PROMPT
The lines you return should be those containing the string "street", taken from the data below.

----------

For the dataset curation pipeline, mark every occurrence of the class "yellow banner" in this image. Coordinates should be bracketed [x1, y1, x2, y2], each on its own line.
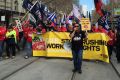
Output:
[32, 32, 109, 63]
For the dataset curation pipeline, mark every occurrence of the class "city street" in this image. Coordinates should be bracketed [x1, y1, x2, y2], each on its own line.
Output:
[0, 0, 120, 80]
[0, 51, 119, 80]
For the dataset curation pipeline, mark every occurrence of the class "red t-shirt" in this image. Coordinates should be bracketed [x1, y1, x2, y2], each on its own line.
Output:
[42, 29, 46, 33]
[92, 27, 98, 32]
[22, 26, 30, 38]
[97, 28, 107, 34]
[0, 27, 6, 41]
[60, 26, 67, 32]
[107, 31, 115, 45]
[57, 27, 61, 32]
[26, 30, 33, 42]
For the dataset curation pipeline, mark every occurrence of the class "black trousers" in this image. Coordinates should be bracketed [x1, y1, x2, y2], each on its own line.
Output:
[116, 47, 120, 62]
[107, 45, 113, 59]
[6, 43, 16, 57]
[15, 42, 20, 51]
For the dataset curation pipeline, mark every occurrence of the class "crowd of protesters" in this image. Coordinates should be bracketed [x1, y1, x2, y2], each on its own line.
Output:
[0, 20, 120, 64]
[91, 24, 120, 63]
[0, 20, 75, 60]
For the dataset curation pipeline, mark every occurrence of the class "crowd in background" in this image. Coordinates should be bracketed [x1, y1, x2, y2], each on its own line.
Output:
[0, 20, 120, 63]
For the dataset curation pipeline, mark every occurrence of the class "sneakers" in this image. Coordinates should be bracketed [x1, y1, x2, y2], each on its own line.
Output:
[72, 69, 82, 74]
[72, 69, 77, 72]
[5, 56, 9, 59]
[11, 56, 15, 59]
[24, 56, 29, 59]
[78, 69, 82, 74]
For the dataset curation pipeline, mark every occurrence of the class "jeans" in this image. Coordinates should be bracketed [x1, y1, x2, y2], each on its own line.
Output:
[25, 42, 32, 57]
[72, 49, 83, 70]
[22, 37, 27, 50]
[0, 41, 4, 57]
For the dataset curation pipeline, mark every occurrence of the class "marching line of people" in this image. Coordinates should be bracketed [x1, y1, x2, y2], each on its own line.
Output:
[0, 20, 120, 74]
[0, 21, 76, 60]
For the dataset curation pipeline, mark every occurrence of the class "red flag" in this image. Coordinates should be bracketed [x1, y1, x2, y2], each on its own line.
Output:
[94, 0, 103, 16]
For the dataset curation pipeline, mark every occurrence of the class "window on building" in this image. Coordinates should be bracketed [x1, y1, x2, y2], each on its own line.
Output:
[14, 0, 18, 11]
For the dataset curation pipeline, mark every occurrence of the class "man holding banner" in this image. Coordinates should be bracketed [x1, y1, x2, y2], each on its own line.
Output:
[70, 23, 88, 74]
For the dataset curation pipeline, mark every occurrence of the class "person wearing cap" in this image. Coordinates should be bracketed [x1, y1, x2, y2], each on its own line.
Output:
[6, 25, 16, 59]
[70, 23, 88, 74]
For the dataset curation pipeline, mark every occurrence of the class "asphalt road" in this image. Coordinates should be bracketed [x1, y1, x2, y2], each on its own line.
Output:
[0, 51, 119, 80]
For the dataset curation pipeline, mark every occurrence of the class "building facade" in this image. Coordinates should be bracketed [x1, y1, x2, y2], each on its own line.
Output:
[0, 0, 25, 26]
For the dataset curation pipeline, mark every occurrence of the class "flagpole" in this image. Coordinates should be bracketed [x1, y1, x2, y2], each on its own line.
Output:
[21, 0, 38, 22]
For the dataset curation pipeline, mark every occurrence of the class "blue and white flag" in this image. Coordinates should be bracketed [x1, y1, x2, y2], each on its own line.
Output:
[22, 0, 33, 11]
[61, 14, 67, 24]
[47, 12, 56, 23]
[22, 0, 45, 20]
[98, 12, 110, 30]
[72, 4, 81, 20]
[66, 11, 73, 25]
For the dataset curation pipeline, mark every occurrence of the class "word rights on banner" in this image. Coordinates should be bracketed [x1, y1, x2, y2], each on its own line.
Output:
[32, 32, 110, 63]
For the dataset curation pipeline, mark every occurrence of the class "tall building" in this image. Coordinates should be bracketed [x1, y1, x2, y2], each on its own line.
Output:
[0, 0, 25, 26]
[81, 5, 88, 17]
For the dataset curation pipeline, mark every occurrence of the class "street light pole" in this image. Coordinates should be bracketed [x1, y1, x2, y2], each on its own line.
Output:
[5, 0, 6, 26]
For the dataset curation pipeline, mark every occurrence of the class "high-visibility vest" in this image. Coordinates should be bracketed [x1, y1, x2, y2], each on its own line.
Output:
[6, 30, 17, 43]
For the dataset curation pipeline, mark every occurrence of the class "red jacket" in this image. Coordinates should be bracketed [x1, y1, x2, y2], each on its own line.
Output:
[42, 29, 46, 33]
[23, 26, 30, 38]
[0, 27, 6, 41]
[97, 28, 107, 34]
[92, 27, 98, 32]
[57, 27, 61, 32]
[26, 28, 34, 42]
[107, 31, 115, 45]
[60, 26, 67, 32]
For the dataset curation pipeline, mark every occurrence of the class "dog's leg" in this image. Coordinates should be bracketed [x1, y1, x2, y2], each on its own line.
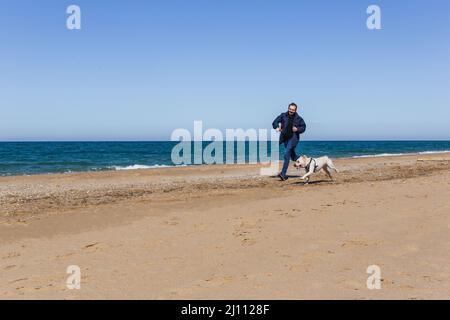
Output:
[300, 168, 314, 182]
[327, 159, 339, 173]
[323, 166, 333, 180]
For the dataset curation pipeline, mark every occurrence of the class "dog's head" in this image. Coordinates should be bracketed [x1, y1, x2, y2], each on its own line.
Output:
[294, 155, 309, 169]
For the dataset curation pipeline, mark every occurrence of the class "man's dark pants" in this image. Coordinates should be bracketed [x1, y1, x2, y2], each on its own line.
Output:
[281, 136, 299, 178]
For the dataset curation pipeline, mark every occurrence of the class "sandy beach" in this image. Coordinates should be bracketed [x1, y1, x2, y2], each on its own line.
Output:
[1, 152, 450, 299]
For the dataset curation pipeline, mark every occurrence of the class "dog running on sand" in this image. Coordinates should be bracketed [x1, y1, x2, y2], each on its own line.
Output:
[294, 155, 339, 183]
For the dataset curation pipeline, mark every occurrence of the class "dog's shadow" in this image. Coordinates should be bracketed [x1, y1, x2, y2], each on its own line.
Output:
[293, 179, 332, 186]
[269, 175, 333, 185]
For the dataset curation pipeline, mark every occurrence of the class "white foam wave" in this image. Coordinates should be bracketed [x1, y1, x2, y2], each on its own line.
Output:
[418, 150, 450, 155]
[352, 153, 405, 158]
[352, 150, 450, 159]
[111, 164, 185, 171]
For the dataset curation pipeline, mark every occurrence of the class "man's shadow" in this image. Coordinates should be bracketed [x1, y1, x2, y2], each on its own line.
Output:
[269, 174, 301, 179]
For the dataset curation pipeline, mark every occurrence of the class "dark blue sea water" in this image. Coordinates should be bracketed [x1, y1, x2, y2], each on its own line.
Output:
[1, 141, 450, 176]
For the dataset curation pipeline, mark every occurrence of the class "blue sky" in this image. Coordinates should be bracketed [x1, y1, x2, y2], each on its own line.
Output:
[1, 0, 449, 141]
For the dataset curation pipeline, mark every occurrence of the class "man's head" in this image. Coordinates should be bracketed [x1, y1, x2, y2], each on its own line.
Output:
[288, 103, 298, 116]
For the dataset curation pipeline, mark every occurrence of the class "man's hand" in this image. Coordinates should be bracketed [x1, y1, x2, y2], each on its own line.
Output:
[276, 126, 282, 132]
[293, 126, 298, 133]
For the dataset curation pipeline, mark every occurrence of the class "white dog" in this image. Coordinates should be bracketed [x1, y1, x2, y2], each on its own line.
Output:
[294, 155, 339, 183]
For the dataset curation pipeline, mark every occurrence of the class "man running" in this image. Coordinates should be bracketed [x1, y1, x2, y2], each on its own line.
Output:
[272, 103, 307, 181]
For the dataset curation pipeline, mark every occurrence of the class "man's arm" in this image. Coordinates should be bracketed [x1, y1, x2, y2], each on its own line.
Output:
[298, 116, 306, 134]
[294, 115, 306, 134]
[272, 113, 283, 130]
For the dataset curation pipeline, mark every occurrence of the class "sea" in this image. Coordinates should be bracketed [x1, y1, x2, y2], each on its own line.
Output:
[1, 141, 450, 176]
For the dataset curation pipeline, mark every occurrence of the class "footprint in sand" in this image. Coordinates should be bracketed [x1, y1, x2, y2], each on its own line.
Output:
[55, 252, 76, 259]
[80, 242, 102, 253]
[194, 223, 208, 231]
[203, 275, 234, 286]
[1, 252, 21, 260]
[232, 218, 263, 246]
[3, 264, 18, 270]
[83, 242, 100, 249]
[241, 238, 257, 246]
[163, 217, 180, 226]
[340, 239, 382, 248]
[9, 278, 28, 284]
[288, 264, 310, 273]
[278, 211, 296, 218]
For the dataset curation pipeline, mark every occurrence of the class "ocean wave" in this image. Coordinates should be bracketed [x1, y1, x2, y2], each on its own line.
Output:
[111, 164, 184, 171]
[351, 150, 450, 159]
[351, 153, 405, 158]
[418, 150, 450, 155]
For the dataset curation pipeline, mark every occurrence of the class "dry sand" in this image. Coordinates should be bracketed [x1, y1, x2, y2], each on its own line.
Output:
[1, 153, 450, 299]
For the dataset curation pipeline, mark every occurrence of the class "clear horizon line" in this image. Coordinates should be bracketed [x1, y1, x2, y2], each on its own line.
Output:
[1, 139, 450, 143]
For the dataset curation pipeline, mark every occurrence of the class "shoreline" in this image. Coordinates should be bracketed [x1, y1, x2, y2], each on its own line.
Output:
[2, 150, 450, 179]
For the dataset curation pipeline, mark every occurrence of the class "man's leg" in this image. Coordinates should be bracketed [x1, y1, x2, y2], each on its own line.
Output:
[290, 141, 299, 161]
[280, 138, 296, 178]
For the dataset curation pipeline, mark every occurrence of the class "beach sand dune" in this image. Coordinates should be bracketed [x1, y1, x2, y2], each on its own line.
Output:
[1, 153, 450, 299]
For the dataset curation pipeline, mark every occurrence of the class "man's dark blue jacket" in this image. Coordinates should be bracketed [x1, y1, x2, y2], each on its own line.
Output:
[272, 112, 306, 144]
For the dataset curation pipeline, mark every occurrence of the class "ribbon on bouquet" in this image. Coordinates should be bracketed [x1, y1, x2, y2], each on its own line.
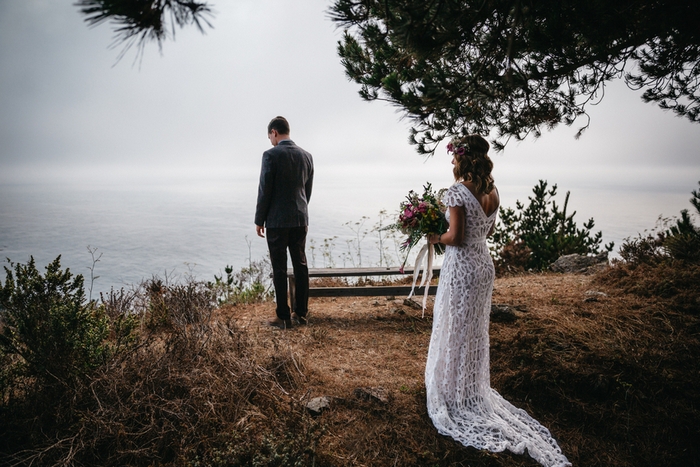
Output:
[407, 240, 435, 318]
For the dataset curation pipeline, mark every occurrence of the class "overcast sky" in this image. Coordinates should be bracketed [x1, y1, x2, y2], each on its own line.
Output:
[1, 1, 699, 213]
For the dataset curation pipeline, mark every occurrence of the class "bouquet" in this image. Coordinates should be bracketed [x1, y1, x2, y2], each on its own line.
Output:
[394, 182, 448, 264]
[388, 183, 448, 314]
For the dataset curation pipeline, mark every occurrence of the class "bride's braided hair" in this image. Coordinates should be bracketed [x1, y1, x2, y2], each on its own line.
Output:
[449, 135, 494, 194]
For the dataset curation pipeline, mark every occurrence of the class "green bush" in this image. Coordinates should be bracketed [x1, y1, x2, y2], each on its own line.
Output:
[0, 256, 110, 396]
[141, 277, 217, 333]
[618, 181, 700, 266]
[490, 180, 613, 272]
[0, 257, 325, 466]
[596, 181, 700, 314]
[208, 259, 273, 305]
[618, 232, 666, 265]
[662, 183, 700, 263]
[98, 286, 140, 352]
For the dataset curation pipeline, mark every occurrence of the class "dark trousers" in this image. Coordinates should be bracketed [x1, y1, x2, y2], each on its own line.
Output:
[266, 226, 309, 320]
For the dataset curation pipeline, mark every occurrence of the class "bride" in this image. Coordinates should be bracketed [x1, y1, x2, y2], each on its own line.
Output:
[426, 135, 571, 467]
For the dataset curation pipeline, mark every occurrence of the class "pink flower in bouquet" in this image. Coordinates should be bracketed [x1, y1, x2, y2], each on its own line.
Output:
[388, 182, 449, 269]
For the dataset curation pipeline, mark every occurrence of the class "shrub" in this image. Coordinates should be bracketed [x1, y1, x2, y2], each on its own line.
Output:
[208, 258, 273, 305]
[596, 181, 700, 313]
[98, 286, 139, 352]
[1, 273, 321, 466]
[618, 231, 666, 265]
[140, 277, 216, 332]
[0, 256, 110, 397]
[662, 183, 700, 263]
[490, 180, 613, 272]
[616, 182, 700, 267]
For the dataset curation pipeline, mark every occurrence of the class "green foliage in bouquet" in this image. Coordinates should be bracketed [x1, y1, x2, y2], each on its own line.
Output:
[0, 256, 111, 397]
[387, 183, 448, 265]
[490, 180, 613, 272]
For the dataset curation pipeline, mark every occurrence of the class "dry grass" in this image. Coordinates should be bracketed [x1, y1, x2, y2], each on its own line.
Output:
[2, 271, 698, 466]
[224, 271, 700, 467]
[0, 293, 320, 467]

----------

WRITTEN ANSWER
For the dataset curation pipeline, mark every occurrence of the class "city street" in this image. Coordinates should be bracketed [x1, y1, x2, y2], each on its own line.
For the dataset curation pipeline, mark every occurrence of the class "street light pole" in this image. Coordinates should be bracketed [x1, y1, x2, y2], each on its own line.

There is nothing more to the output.